++++ 選択した文章 ++++
皆さんは実際に火事に遭遇したことがあるでしょうか。
わたしは4歳くらいの時、「おかあさんといっしょ」を見ていたら、
洗濯をしていた母親が「火事いい〜〜!」と叫んだので駆けていくと、
隣の壁からメラメラと炎が噴き出していて、その日一日は道路に避難して
隣の家が燃えるのを呆然と見ていたのが唯一の経験だったのですが、
今回何の因果かアメリカで、しかも泊まっていたホテルの火災を経験しました。
幹線道路に面しているのに防音設備の何もない古びたインにチェックインし、一晩が明けました。
時差ぼけのせいもありますが、何より耳栓をして寝たにもかかわらず、
その騒音は防げるものではなく、疲れているのに熟睡できた気が全くしません。
「道路に面していない部屋に変えてもらおう。こんなので20日も持たないし」
そう思いながら、その日は息子のキャンプ開始に備えて買い物に出かけました。
夕方6時頃ホテルに帰ってきて、洗濯をすることにしました。
こんな狭いインなのに、どこに洗濯をするところがあるのか全くわかりません。
息子と二人で紙袋を持ったまま二階まで見に行って帰ってきたら、
わたしたちの白いカムリの横に停めてあるグリーンの車からアフリカ系女性が出てきていて、
挨拶をしてきました。
「あなたたちここに泊まってるの?フロントに誰もいないんだけど」
「留守なんじゃないですか?ここに電話しました?」
フロントの上に書かれている電話番号を教えてあげて少し雑談してから
わたしたちは広くもない敷地をまた洗濯機を探して一周しました。
すると息子が、
「窓から煙が出てる!」
と言いました。
写真はこの直後とったもので、すでに廊下の奥が白く煙り出しています。
息子がそういうのとほとんど同時にそのアフリカ系女性が
「あらやだ、(おーまいがー)火事!火事よお!(ファイア!ファイア!)」
と叫んで、車の中にいた彼女の友人が中庭に面した全てのドアをたたき、
(後で知ったところそこは洗濯場とか倉庫だった)
「火事だから逃げて〜〜!(えぶりばでぃずあうと!ファイアー)」
と叫びだしました。
左がその女性、仮にジャッキーさんとしておきましょう。
赤いシャツの女性は管理人室の真上の部屋にいた人で、火事の知らせを受けてから
まだアンパックしていなかったらしくトランク一つ持って降りてきました。
後は若い男性二人連れ、中国系の若い女性二人連れ、東洋系の男性一人です。
ジャッキーが代表として911に電話をし、住所を説明するときには他の宿泊者が教えたり、
男性のうち一人がもう一度全戸のドアを叩いて周って、皆で協力しあって外に避難しました。
わたしたちは荷物があまりにも多すぎたので、仕方なくパスポートの入った機内持ち込み用の
キャリーバッグと財布とクレジットカードだけ持ち出しました。
そして、とりあえずこれからどうなるかわからないので中庭の車を外に避難させました。
私たちの部屋は火元の管理人室とは反対側だったのでそんなに心配していませんでしたが、
さすがに窓から煙だけではなく、窓の桟から炎が出て不気味に広がりだしたので、
こういう状態からいきなり何かに引火して爆発する確率ってどれくらいだろうか?
++++ 提供情報 ++++
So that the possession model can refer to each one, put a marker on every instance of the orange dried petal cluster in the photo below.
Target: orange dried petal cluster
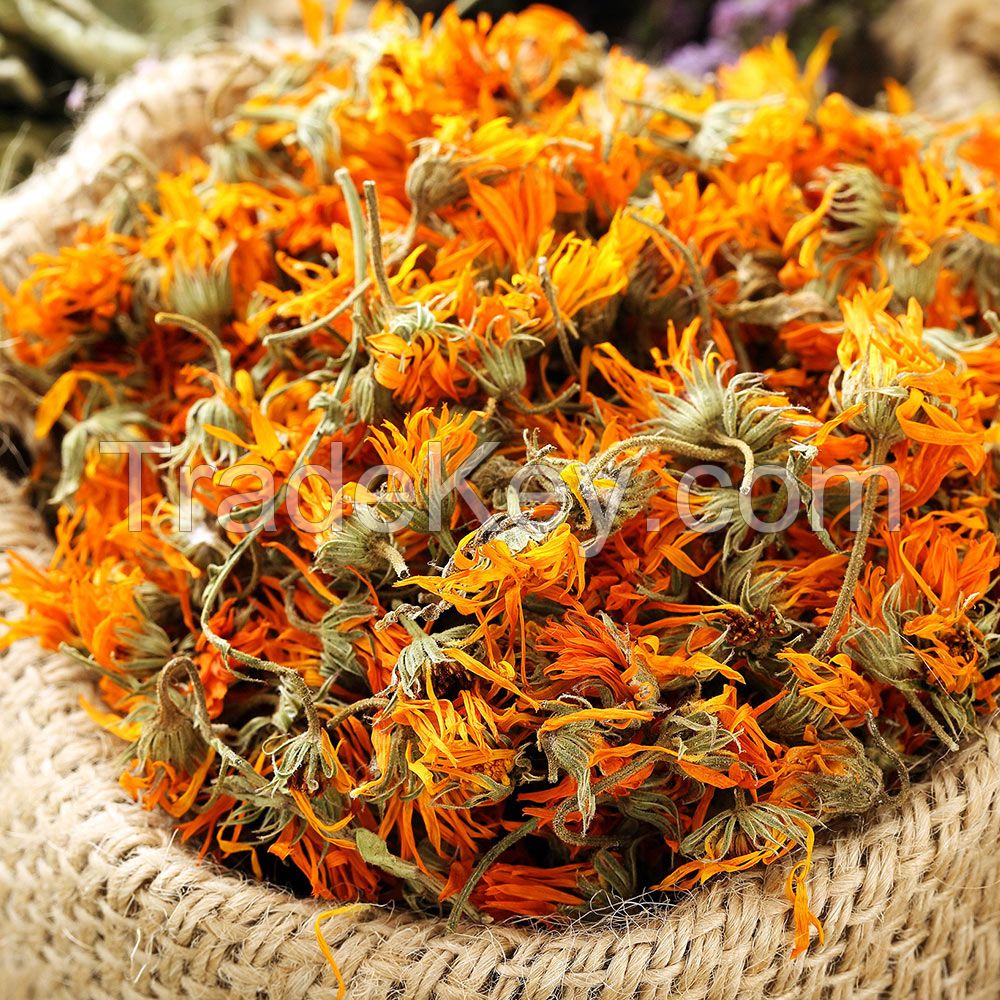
++++
■ **課題 1**
選択した文章について、次の問いに答えなさい。
(a) 筆者が4歳くらいの時、母親が「火事いい〜〜!」と叫んだ際に見ていた番組は何か。
(b) 「窓から煙が出てる!」と最初に言ったのは誰か。
(c) 避難の際、筆者たちが持ち出したものは何か。
■ **課題 2**
選択した文章の内容を二文で要約しなさい。

■ **解答 1**
(a) 「おかあさんといっしょ」
(b) 筆者の息子
(c) パスポートの入った機内持ち込み用のキャリーバッグ、財布、クレジットカード

■ **解答 2**
筆者はアメリカで泊まっていた古びたインで洗濯機を探していたとき、息子が窓から煙が出ているのに気づき、ホテルの火災を経験した。宿泊者たちは協力して911に電話し、全戸のドアを叩いて外に避難し、筆者たちはパスポートの入ったキャリーバッグと財布とクレジットカードだけを持ち出して、中庭の車も外に移した。